문제 설명: 아래 항목들의 모든 줄을 빈 줄은 빼고 Markdown 표로 바꾸세요. 열 이름은 '번호'와 '내용'으로 하고, '번호' 열에는 줄 번호를, '내용' 열에는 그 줄을 넣으세요.
****************
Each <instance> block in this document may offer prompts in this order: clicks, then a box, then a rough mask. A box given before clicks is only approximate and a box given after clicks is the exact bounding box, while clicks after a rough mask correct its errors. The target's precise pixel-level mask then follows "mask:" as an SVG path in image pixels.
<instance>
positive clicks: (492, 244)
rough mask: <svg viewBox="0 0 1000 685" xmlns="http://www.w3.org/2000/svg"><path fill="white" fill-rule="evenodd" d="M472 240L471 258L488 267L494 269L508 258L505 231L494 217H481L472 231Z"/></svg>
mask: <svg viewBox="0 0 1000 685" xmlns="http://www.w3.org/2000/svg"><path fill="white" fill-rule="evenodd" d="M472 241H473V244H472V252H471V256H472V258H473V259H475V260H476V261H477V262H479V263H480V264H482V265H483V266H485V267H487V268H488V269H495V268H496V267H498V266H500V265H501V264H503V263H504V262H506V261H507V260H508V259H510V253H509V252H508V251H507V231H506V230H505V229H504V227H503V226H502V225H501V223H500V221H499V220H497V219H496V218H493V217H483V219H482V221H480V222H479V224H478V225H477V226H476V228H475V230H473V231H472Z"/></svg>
****************
작업 결과:
| 번호 | 내용 |
|---|---|
| 1 | Each <instance> block in this document may offer prompts in this order: clicks, then a box, then a rough mask. A box given before clicks is only approximate and a box given after clicks is the exact bounding box, while clicks after a rough mask correct its errors. The target's precise pixel-level mask then follows "mask:" as an SVG path in image pixels. |
| 2 | <instance> |
| 3 | positive clicks: (492, 244) |
| 4 | rough mask: <svg viewBox="0 0 1000 685" xmlns="http://www.w3.org/2000/svg"><path fill="white" fill-rule="evenodd" d="M472 240L471 258L488 267L494 269L508 258L505 231L494 217H481L472 231Z"/></svg> |
| 5 | mask: <svg viewBox="0 0 1000 685" xmlns="http://www.w3.org/2000/svg"><path fill="white" fill-rule="evenodd" d="M472 241H473V244H472V252H471V256H472V258H473V259H475V260H476V261H477V262H479V263H480V264H482V265H483V266H485V267H487V268H488V269H495V268H496V267H498V266H500V265H501V264H503V263H504V262H506V261H507V260H508V259H510V253H509V252H508V251H507V231H506V230H505V229H504V227H503V226H502V225H501V223H500V221H499V220H497V219H496V218H493V217H483V219H482V221H480V222H479V224H478V225H477V226H476V228H475V230H473V231H472Z"/></svg> |